Each line with the string "yellow" is to be copied from the records below.
•••
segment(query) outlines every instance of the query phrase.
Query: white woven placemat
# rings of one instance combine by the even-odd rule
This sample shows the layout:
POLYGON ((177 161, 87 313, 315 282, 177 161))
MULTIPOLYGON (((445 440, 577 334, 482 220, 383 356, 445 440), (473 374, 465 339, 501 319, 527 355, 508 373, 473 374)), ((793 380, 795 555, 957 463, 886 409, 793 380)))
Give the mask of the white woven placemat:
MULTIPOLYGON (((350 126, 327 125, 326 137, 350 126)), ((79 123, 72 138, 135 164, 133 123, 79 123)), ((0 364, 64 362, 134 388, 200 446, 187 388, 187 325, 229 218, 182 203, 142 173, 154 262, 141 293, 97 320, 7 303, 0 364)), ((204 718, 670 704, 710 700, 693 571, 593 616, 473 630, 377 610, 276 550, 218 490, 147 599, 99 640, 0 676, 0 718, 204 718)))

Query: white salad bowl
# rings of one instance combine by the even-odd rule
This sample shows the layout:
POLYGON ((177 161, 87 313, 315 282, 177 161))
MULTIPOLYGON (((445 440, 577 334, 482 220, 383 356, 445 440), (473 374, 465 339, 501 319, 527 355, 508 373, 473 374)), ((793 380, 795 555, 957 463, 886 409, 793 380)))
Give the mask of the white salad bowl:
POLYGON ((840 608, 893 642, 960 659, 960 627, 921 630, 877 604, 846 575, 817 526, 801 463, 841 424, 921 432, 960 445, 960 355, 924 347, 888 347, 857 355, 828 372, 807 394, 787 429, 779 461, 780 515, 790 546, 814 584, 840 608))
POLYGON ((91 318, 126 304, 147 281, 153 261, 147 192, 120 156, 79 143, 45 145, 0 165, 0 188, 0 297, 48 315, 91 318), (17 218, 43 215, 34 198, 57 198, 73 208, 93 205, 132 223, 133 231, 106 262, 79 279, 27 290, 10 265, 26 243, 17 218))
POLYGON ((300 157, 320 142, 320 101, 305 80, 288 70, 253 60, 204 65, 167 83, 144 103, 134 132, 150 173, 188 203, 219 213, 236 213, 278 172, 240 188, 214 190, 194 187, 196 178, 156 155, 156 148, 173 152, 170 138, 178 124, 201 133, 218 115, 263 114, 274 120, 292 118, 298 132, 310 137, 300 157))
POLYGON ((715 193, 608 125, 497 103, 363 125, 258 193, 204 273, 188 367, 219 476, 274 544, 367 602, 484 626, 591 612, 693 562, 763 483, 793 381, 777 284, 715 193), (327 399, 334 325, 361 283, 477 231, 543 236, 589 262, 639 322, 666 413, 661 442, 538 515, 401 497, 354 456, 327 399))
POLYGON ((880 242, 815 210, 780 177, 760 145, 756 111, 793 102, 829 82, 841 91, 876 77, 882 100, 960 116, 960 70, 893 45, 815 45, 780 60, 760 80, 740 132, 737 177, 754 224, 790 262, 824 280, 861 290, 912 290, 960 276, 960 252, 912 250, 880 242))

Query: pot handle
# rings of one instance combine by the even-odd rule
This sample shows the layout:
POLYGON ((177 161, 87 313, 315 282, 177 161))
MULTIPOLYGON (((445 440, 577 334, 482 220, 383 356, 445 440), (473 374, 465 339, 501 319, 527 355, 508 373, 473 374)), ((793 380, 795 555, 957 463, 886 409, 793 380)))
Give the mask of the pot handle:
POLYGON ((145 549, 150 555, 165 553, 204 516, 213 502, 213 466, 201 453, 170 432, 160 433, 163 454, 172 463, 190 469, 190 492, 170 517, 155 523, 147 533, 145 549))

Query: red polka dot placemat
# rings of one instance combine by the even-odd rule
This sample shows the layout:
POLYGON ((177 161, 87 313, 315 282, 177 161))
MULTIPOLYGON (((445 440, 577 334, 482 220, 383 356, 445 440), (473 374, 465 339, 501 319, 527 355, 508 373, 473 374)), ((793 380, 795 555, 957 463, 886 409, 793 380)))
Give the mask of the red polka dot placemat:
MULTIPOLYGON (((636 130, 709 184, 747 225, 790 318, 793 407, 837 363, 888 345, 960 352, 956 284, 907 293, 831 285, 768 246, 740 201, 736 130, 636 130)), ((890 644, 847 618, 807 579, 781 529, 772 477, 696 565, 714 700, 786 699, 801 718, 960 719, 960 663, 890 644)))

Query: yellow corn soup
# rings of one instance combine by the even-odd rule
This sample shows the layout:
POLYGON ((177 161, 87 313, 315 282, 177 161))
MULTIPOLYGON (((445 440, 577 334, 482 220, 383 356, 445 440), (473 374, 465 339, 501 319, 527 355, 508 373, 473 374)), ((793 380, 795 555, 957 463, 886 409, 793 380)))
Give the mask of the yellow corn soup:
•••
* _Result_:
Query: yellow corn soup
Give the mask of the yellow corn soup:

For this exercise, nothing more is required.